Work instructions: Select every line containing the word "frame" from the material, and copy those lines.

[[ Data records open ]]

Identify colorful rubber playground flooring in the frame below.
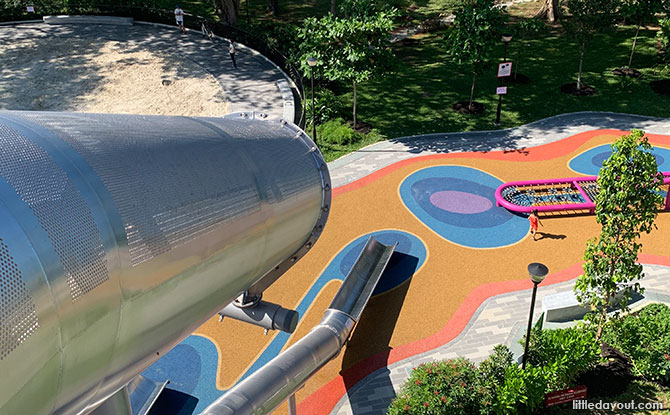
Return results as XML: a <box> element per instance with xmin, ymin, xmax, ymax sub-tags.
<box><xmin>144</xmin><ymin>129</ymin><xmax>670</xmax><ymax>415</ymax></box>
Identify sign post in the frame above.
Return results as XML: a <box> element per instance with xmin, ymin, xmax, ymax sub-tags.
<box><xmin>495</xmin><ymin>62</ymin><xmax>512</xmax><ymax>125</ymax></box>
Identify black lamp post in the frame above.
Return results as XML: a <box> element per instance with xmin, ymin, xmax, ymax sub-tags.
<box><xmin>522</xmin><ymin>262</ymin><xmax>549</xmax><ymax>369</ymax></box>
<box><xmin>307</xmin><ymin>57</ymin><xmax>317</xmax><ymax>142</ymax></box>
<box><xmin>495</xmin><ymin>33</ymin><xmax>513</xmax><ymax>126</ymax></box>
<box><xmin>246</xmin><ymin>0</ymin><xmax>250</xmax><ymax>25</ymax></box>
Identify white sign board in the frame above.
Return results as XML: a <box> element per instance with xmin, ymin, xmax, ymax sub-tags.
<box><xmin>497</xmin><ymin>62</ymin><xmax>512</xmax><ymax>78</ymax></box>
<box><xmin>26</xmin><ymin>5</ymin><xmax>35</xmax><ymax>12</ymax></box>
<box><xmin>496</xmin><ymin>86</ymin><xmax>508</xmax><ymax>95</ymax></box>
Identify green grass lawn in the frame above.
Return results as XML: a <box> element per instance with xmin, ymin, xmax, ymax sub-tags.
<box><xmin>332</xmin><ymin>25</ymin><xmax>670</xmax><ymax>140</ymax></box>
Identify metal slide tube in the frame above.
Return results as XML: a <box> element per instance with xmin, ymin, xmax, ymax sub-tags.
<box><xmin>201</xmin><ymin>236</ymin><xmax>396</xmax><ymax>415</ymax></box>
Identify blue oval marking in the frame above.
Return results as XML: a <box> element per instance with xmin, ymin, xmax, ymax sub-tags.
<box><xmin>400</xmin><ymin>166</ymin><xmax>528</xmax><ymax>248</ymax></box>
<box><xmin>570</xmin><ymin>144</ymin><xmax>670</xmax><ymax>175</ymax></box>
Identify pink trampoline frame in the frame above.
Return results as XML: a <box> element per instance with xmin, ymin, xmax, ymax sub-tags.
<box><xmin>495</xmin><ymin>172</ymin><xmax>670</xmax><ymax>214</ymax></box>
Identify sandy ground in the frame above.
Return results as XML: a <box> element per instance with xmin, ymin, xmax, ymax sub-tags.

[[ Data records closed ]]

Task output:
Identify colorful rubber playground flooring in the frame below.
Identify sign post in the frame above.
Identify black lamp post in the frame above.
Identify white sign board in the frame above.
Identify green grass lawn in the frame above.
Identify metal slide tube in the frame above.
Identify blue oval marking in the frame above.
Identify pink trampoline frame in the frame above.
Identify sandy ground in the frame above.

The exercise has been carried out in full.